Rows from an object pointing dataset
============================================================
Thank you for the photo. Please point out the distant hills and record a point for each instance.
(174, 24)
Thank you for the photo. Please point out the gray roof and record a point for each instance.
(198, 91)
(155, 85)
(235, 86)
============================================================
### TASK GOAL
Reproduce all of the records above, line for line, without changing a single character.

### OUTPUT BELOW
Thank you for the photo. Please point out the distant hills and record a point for each instance.
(174, 24)
Thank you for the photo. Please point out the gray roof and record a point for each instance.
(198, 91)
(155, 85)
(235, 86)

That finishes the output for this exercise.